What you are asked to do: Print every one of the rows below word for word, leaving out the pictures.

Data:

-- Start --

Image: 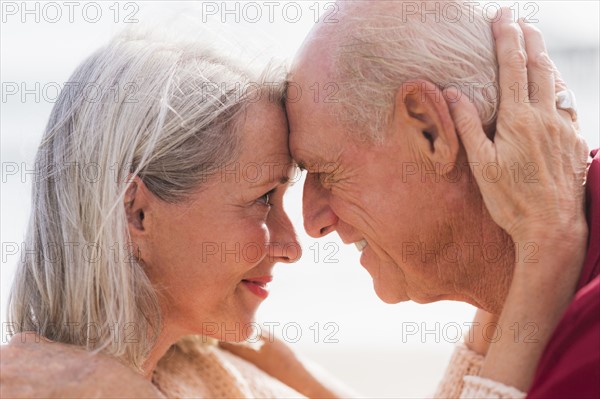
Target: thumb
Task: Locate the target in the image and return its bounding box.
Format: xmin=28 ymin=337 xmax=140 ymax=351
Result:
xmin=443 ymin=88 xmax=495 ymax=165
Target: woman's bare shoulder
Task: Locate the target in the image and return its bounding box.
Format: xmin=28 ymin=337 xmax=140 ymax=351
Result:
xmin=0 ymin=333 xmax=163 ymax=398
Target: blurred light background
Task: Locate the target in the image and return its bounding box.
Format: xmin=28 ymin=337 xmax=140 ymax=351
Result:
xmin=0 ymin=1 xmax=599 ymax=397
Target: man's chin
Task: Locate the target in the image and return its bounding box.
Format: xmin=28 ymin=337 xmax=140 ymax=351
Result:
xmin=373 ymin=281 xmax=410 ymax=305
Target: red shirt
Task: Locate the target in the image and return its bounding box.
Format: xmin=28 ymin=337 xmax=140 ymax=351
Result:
xmin=527 ymin=150 xmax=600 ymax=399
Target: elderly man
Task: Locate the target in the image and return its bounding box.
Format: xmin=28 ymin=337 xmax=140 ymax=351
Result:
xmin=287 ymin=1 xmax=600 ymax=397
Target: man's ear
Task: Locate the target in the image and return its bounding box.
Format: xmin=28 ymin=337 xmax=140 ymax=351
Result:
xmin=393 ymin=80 xmax=459 ymax=165
xmin=124 ymin=176 xmax=150 ymax=238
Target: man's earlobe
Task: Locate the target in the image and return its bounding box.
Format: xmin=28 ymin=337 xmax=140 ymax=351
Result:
xmin=394 ymin=80 xmax=459 ymax=163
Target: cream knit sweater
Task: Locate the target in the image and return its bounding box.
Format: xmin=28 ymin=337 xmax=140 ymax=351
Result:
xmin=153 ymin=338 xmax=525 ymax=398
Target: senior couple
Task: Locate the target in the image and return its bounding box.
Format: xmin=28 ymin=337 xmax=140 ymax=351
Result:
xmin=1 ymin=1 xmax=600 ymax=397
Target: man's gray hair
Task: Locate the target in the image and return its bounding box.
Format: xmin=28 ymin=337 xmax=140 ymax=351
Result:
xmin=334 ymin=1 xmax=499 ymax=141
xmin=9 ymin=28 xmax=285 ymax=369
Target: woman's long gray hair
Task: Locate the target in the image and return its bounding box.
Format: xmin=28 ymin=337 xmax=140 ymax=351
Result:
xmin=9 ymin=28 xmax=284 ymax=369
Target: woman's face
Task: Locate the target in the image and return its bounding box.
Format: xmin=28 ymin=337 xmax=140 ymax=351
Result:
xmin=136 ymin=101 xmax=300 ymax=341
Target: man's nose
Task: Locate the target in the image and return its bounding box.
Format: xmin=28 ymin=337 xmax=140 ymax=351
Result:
xmin=302 ymin=173 xmax=339 ymax=238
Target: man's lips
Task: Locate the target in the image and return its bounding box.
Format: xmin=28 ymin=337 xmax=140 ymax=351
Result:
xmin=242 ymin=276 xmax=273 ymax=299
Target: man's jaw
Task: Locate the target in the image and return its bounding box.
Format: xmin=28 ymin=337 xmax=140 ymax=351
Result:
xmin=354 ymin=238 xmax=369 ymax=252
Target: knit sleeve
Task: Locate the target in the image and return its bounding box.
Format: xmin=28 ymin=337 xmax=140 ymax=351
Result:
xmin=434 ymin=343 xmax=483 ymax=398
xmin=460 ymin=375 xmax=526 ymax=399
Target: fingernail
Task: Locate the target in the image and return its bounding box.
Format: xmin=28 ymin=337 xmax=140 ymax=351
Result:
xmin=498 ymin=7 xmax=513 ymax=22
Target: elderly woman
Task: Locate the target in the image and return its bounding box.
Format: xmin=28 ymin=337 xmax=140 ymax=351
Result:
xmin=3 ymin=20 xmax=592 ymax=397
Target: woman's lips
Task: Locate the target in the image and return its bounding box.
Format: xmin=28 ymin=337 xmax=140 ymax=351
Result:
xmin=242 ymin=276 xmax=273 ymax=299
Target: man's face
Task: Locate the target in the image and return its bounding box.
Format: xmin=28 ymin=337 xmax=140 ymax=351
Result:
xmin=287 ymin=54 xmax=482 ymax=303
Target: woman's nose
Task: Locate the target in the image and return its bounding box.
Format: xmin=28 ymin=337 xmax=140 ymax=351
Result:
xmin=269 ymin=208 xmax=302 ymax=263
xmin=302 ymin=173 xmax=339 ymax=238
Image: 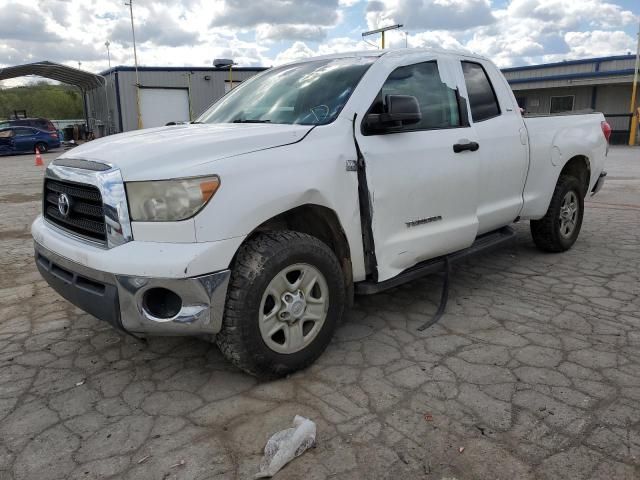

-- End --

Task answer:
Image: 
Target: thumb
Task: Locate the target in the image and return its bounding box.
Format: xmin=28 ymin=337 xmax=140 ymax=351
Result:
xmin=443 ymin=88 xmax=495 ymax=165
Target: woman's bare shoulder
Task: Locate the target in the image and return its bounding box.
Format: xmin=28 ymin=337 xmax=140 ymax=351
Result:
xmin=0 ymin=333 xmax=163 ymax=398
Target: blurred light background
Task: Locate the target in the image and return its bounding box.
Format: xmin=28 ymin=337 xmax=140 ymax=351
Result:
xmin=0 ymin=1 xmax=599 ymax=397
Target: man's chin
Task: Locate the target in the image and return its bounding box.
Format: xmin=28 ymin=337 xmax=140 ymax=351
Result:
xmin=373 ymin=281 xmax=410 ymax=305
Target: red shirt
Task: Locate the target in the image and return its bounding box.
Format: xmin=28 ymin=337 xmax=140 ymax=351
Result:
xmin=527 ymin=150 xmax=600 ymax=399
Target: elderly man
Task: Locate the target in the image and return its bounding box.
Format: xmin=28 ymin=337 xmax=140 ymax=351
Result:
xmin=287 ymin=1 xmax=600 ymax=397
Target: man's ear
Task: Locate the target in the image and return its bounding box.
Format: xmin=28 ymin=337 xmax=140 ymax=351
Result:
xmin=393 ymin=80 xmax=459 ymax=165
xmin=124 ymin=176 xmax=150 ymax=238
Target: man's earlobe
Task: Locate the target in the image and return its bounding box.
Format: xmin=28 ymin=337 xmax=140 ymax=351
Result:
xmin=394 ymin=80 xmax=459 ymax=163
Target: cream knit sweater
Task: Locate the target in the image and return its bounding box.
Format: xmin=28 ymin=337 xmax=140 ymax=351
Result:
xmin=153 ymin=338 xmax=525 ymax=398
Target: senior couple
Task: Locate the target in the image and return its bounding box.
Format: xmin=28 ymin=337 xmax=140 ymax=351
Result:
xmin=1 ymin=1 xmax=600 ymax=397
Target: man's gray hair
Task: Locate the target in the image and return its bounding box.
Format: xmin=28 ymin=337 xmax=140 ymax=351
Result:
xmin=334 ymin=1 xmax=499 ymax=141
xmin=9 ymin=28 xmax=285 ymax=369
Target: woman's long gray hair
Task: Locate the target in the image and return its bounding box.
Format: xmin=28 ymin=337 xmax=140 ymax=351
Result:
xmin=9 ymin=28 xmax=284 ymax=369
Target: woman's face
Task: Locate the target in the image and return its bounding box.
Format: xmin=28 ymin=337 xmax=140 ymax=351
Result:
xmin=136 ymin=101 xmax=300 ymax=341
Target: man's nose
Task: Locate the target in the image and return its bounding box.
Format: xmin=28 ymin=337 xmax=140 ymax=351
Result:
xmin=302 ymin=173 xmax=339 ymax=238
Target: man's lips
Task: Locate the target in the image and return its bounding box.
Format: xmin=28 ymin=337 xmax=140 ymax=351
Result:
xmin=242 ymin=276 xmax=273 ymax=299
Target: man's jaw
Task: Locate the target in the image and return its bounding box.
Format: xmin=28 ymin=337 xmax=140 ymax=351
Result:
xmin=354 ymin=238 xmax=369 ymax=252
Target: knit sleeve
Task: Locate the target in the image and return its bounding box.
Format: xmin=28 ymin=337 xmax=140 ymax=351
Result:
xmin=434 ymin=343 xmax=483 ymax=398
xmin=460 ymin=375 xmax=526 ymax=399
Target: fingernail
Task: Locate the target in the image and return its bounding box.
Format: xmin=28 ymin=337 xmax=140 ymax=351
Result:
xmin=498 ymin=7 xmax=513 ymax=22
Target: elderly woman
Task: Locate the target in the image and return its bounding box.
Format: xmin=28 ymin=337 xmax=140 ymax=351
Result:
xmin=3 ymin=20 xmax=592 ymax=397
Target: woman's lips
Task: Locate the target in the image and return its bounding box.
Format: xmin=28 ymin=337 xmax=140 ymax=351
Result:
xmin=242 ymin=276 xmax=273 ymax=299
Target: man's face
Task: Locate the target in the image and return its bounding box.
Format: xmin=28 ymin=337 xmax=140 ymax=351
Result:
xmin=287 ymin=54 xmax=482 ymax=303
Target: woman's nose
Task: Locate the target in the image and return its bounding box.
Format: xmin=28 ymin=337 xmax=140 ymax=351
Result:
xmin=269 ymin=208 xmax=302 ymax=263
xmin=302 ymin=173 xmax=339 ymax=238
Image: 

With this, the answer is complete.